▶ Penggalan Teks
Pasti benar kan, kalau air mengalir kebawah. Keadaan itu sudah di tetapkan. Bukan hanya sekedar gaya gravitasi saja. Namun ada konsekwensi pengetahuan mengapa hal tersebut terjadi. Jika yang terjadi air mengalir keatas, maka ada sebabnya. Berbeda lagi kalau menggunakan istilah "muncrat". Pasti akan banyak pembahasan. Dua cangkir kopi dirasa kurang untuk membahasnya. Maka, pertanyaan ketiga hadir. Siapa yang menyuguhkan cangkir ketiga?
Kedua, air tidak pernah memaksa,
melainkan mengikis pelan-pelan, supaya terbuka jalan. Seorang pemimpin perlu sadar,
bahwa perubahan adalah sebuah proses. Ia tidak boleh dilakukan terburu-buru,
tanpa perencanaan yang matang. Ketiga, air juga
selalu mencari celah untuk bergerak, bahkan ketika celah itu tidak ada. Ini
melambangkan sikap pantang menyerah. Seorang pemimpin harus mencari cara baru,
ketika cara lama tak lagi cocok dengan keadaan. Ia tidak boleh menyerah, hanya
karena keterbatasan keadaan.

▶ Data yang Diberikan
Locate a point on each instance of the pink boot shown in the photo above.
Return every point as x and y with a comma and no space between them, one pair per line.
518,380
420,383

▶ Petunjuk Tugas
Teruskan tulisan tentang pelajaran kepemimpinan dari sifat air, dimulai tepat setelah kalimat terakhirnya.

▶ Jawaban Tugas
"Aku sih, yes saja". Begitu ungkapan itu aku gunakan. Banyak celah yang bisa untuk "dimasuki". Maka, konteks tulisanku ini adalah salah satu celah sudah terisi. celah itu bernama "penyuluh berbagi". Ini menggambarkan dengan jelas bahwa kebanggaan menjadi penyuluh tidak boleh stagnan. Nah, celah ini yang sedang "di masuki" oleh pak M. Ali.
Keempat, air siap menampung segalanya.
Segala kotoran, racun, sampah dan apapun akan diterimanya, dan akan diolah menjadi
lebih baik. Laut adalah contoh nyata untuk hal ini. Ini berarti, seorang
pemimpin harus siap menampung permasalahan dari orang-orang yang dipimpinnya.
Tidak hanya menampung, ia juga perlu mengolah masalah tersebut menjadi jalan
keluar yang berguna bagi kemajuan bersama. Seorang pemimpin perlu mendengar
dengan jeli dan sabar, sama seperti laut menampung segalanya dengan sabar.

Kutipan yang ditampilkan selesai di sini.